PROBLEM TO SOLVE: Copy out the items that follow, switching every "indicate a point on" to "mark a point on" and changing nothing else. Leave the pictures out of your copy.

Items listed in a dataset:
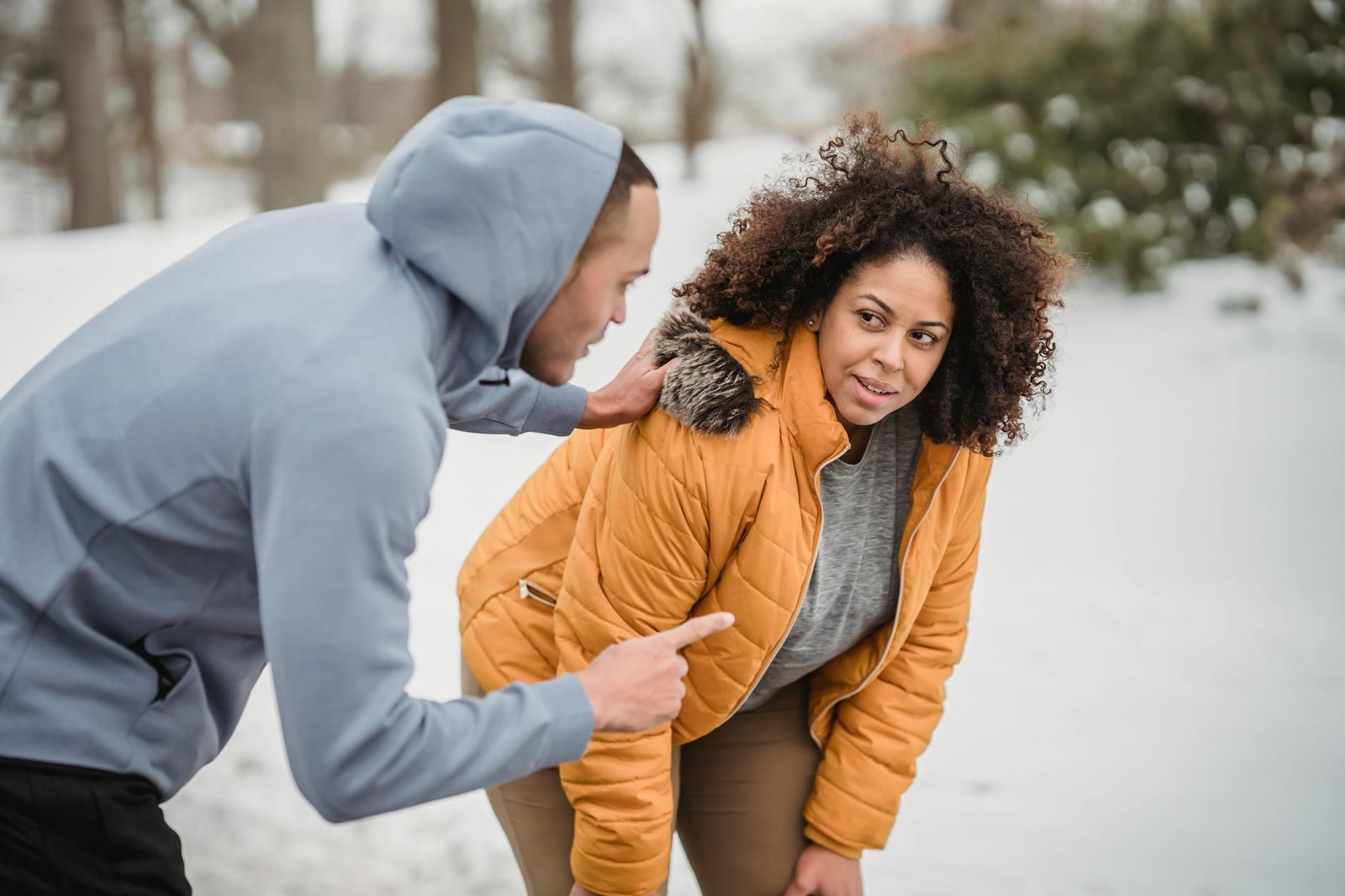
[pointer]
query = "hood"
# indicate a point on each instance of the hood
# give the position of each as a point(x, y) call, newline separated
point(709, 390)
point(493, 201)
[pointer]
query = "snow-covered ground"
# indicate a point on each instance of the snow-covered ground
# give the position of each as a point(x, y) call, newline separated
point(1153, 700)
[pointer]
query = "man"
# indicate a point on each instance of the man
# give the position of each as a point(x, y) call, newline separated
point(228, 466)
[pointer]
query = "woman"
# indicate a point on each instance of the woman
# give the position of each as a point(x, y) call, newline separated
point(853, 351)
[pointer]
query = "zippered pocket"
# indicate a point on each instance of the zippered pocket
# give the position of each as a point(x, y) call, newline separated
point(528, 591)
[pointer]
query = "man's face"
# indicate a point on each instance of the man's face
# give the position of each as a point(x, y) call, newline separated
point(593, 293)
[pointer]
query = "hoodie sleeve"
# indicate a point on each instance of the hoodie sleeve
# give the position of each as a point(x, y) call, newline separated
point(524, 405)
point(340, 478)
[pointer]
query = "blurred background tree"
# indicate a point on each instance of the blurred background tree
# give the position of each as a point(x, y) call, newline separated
point(1152, 132)
point(1143, 131)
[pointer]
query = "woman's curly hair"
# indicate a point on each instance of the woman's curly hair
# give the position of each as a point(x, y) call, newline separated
point(868, 197)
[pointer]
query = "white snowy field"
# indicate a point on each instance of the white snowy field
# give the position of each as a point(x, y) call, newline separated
point(1153, 700)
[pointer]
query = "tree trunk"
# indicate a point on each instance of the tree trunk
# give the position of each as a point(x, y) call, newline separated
point(89, 161)
point(455, 40)
point(699, 93)
point(562, 77)
point(276, 71)
point(139, 49)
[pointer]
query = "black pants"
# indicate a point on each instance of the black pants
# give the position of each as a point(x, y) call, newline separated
point(77, 831)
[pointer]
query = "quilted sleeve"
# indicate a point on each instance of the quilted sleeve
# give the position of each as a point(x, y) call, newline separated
point(638, 566)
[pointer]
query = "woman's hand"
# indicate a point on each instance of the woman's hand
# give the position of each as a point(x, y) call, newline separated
point(825, 873)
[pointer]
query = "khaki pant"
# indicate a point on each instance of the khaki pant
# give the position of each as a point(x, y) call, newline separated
point(739, 797)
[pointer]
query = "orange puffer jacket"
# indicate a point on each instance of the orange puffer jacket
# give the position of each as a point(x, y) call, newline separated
point(712, 503)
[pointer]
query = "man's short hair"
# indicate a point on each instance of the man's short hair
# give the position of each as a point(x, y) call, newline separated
point(630, 171)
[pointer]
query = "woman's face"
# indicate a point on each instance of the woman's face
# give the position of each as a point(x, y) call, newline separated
point(883, 336)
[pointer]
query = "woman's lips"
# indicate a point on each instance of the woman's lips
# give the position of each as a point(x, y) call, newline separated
point(871, 398)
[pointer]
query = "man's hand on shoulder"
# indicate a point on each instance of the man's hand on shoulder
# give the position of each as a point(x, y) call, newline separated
point(631, 394)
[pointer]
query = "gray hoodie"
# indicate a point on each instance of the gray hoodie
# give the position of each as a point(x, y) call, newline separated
point(228, 466)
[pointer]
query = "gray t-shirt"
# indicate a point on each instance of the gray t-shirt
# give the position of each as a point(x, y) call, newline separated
point(852, 589)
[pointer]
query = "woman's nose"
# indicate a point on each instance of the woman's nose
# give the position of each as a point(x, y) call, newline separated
point(889, 356)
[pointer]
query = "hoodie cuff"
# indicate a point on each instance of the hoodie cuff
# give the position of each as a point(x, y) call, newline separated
point(557, 410)
point(572, 719)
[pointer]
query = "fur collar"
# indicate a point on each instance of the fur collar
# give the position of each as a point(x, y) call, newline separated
point(709, 390)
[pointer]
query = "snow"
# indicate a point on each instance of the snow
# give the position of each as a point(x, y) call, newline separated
point(1153, 698)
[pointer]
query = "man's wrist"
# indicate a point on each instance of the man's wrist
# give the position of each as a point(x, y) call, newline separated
point(596, 412)
point(585, 678)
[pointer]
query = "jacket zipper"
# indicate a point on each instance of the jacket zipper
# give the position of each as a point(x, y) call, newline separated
point(817, 544)
point(528, 591)
point(901, 588)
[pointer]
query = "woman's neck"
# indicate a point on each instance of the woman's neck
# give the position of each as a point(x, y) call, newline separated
point(857, 435)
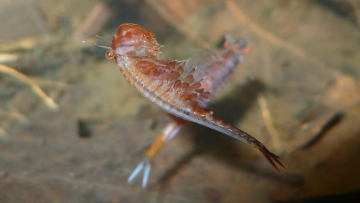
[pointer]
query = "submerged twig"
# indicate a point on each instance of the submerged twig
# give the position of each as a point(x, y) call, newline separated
point(49, 102)
point(268, 120)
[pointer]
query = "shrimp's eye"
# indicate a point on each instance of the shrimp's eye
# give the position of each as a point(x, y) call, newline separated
point(109, 54)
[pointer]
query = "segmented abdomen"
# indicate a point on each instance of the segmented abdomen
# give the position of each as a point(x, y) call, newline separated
point(167, 80)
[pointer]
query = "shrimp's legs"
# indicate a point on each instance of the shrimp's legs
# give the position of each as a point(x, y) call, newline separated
point(167, 134)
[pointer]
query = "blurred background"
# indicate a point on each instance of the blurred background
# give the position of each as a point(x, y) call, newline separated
point(297, 91)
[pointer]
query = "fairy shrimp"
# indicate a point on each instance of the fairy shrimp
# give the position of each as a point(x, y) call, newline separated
point(185, 95)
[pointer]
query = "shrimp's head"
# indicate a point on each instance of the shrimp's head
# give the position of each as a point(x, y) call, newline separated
point(132, 40)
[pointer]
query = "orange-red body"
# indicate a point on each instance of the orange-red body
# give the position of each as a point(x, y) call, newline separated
point(167, 84)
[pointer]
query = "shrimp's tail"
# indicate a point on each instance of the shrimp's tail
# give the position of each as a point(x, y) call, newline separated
point(272, 158)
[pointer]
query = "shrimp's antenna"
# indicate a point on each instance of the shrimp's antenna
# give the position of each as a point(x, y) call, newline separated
point(105, 47)
point(103, 39)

ANSWER TO THIS PROBLEM:
[pointer]
query = "hood"
# mark a point on each instance of the hood
# give the position of each as a point(x, y) call, newline separated
point(709, 390)
point(493, 201)
[pointer]
query = "snow-covered ground"
# mark a point on each instance of the snow-covered ground
# give the position of each as a point(x, y) call, newline separated
point(1153, 700)
[pointer]
query = "man"
# mark a point on each instance of the man
# give the position of each as a point(x, y) call, newline separated
point(228, 466)
[pointer]
query = "woman"
# mark a point on each instance of the woman
# give the position of each as a point(x, y) call, newline separated
point(853, 351)
[pointer]
query = "zippered pocket"
# mark a point on each instance of the zippered pocket
# give the position of each as a point(x, y) call, newline separated
point(528, 591)
[pointer]
query = "man's face"
# mark a point on each instance of the man's face
# give the position of each as a point(x, y) call, newline separated
point(593, 293)
[pointer]
query = "hoodie sleeve"
# mark a point on each instance of the hoodie sleeve
# give the position of each as a point(x, y) call, newline separated
point(524, 405)
point(340, 478)
[pointer]
query = "blurred background tree"
# mark a point on each instance of the blurred background tree
# give the position of each as a point(x, y) call, newline separated
point(1152, 132)
point(1143, 131)
[pointer]
query = "woman's curly hair"
# mark a point on each instance of the woman's curly hair
# give the position of each as a point(x, y) call, newline separated
point(868, 197)
[pointer]
query = "white snowy field"
# mark a point on each instance of the white snowy field
# give the position of each as a point(x, y) call, newline separated
point(1153, 700)
[pointer]
query = "tree trunk"
# mark a point on each instance of the tree trunk
# give the position of each as a point(x, y) call, newline separated
point(89, 161)
point(455, 40)
point(699, 93)
point(562, 77)
point(276, 71)
point(139, 49)
[pointer]
query = "black pants"
# mark a point on each instance of the black pants
# give the position of each as a point(x, y) call, newline separated
point(77, 831)
[pointer]
query = "quilted sleeve"
# mark a point on each instance of the quilted sleeve
# give the position of each as a point(x, y) call, newline separated
point(638, 566)
[pointer]
query = "woman's hand"
# mark a point on each instance of the woman's hand
# give the position of each as a point(x, y) call, newline separated
point(825, 873)
[pointer]
query = "khaki pant"
# mark a point on each instance of the khaki pant
# give the position of each as a point(x, y) call, newline separated
point(739, 797)
[pointer]
query = "orange puffer jacket"
# mark a point on each instance of the orange puffer jacket
# give the position of each as a point(x, y) call, newline separated
point(712, 503)
[pointer]
query = "man's short hair"
# mark a point on each instance of the man's short hair
# give the position of each as a point(x, y) call, newline separated
point(630, 171)
[pointer]
query = "woman's face"
# mark a point on each instance of the woman's face
# give the position of each as a point(x, y) call, newline separated
point(883, 336)
[pointer]
query = "woman's lips"
# mark a point on each instance of the woman's lips
# give the position of each as a point(x, y) call, newline separated
point(871, 398)
[pointer]
query = "man's hand on shoulder"
# mark a point on each instance of the man's hand on shoulder
# give the position of each as a point(x, y) call, newline separated
point(631, 394)
[pointer]
query = "gray hoodie"
# mark a point on each instance of the gray hoodie
# give the position of each as a point(x, y) call, newline separated
point(228, 466)
[pointer]
query = "gray t-shirt"
# mark a point on each instance of the gray t-shirt
# give the position of each as a point(x, y) call, newline separated
point(852, 589)
[pointer]
query = "woman's nose"
# mark a point on each instance of the woman's nose
# give the position of each as a point(x, y) call, newline separated
point(889, 356)
[pointer]
query = "hoodie cuff"
# mark a point on each instance of the hoodie cuff
# give the position of each as a point(x, y) call, newline separated
point(557, 410)
point(572, 719)
[pointer]
query = "fur collar"
# mark a point on each instance of the fur collar
# give the position of each as a point(x, y) call, newline separated
point(709, 390)
[pointer]
query = "snow"
# mark a point on each instance of the snow
# give the position of each as a point(x, y) call, newline separated
point(1153, 698)
[pointer]
query = "man's wrist"
# mark a point on each instance of the man's wrist
# give the position of each as a point(x, y) call, newline separated
point(596, 412)
point(585, 678)
[pointer]
query = "jacket zipper"
# mark a point on each instance of the jacket zipper
# give the position of each as a point(x, y) call, newline separated
point(817, 544)
point(528, 591)
point(901, 588)
[pointer]
query = "woman's neck"
# mark a point on each instance of the woman's neck
# give the position of each as a point(x, y) call, newline separated
point(857, 435)
[pointer]
query = "submerged twig"
# mark a point on each instance of the submerged twig
# give the position of each as a point(x, y) call, newline separated
point(49, 102)
point(268, 120)
[pointer]
query = "shrimp's eye"
# mark a point on each instance of the shrimp's eye
# give the position of each as a point(x, y) call, newline separated
point(109, 54)
[pointer]
query = "segmented abdomen"
# mark a point on each instance of the segmented abdomen
# give the position of each as a point(x, y) call, newline separated
point(167, 80)
[pointer]
query = "shrimp's legs"
# mark a point on each instance of the shrimp's legs
# give the position of each as a point(x, y) call, newline separated
point(167, 134)
[pointer]
query = "blurred background"
# mark a point on each instance of the blurred background
# give the position of each as a point(x, y) call, newline separated
point(297, 91)
[pointer]
query = "fairy shrimp"
# mark a point on each instance of the fairy shrimp
# give the position of each as a point(x, y) call, newline separated
point(185, 95)
[pointer]
query = "shrimp's head"
# mark a point on each instance of the shrimp's head
# give the position of each as a point(x, y) call, newline separated
point(132, 40)
[pointer]
query = "orange-red body"
# mark a point on each instance of the orange-red body
# give the position of each as a point(x, y) call, newline separated
point(167, 84)
[pointer]
query = "shrimp's tail"
# mark a point on each instance of the shrimp's tail
# give the position of each as a point(x, y) call, newline separated
point(272, 158)
[pointer]
query = "shrimp's antenna"
# mark a point on each instance of the shrimp's antenna
# give the position of each as a point(x, y) call, newline separated
point(105, 47)
point(103, 39)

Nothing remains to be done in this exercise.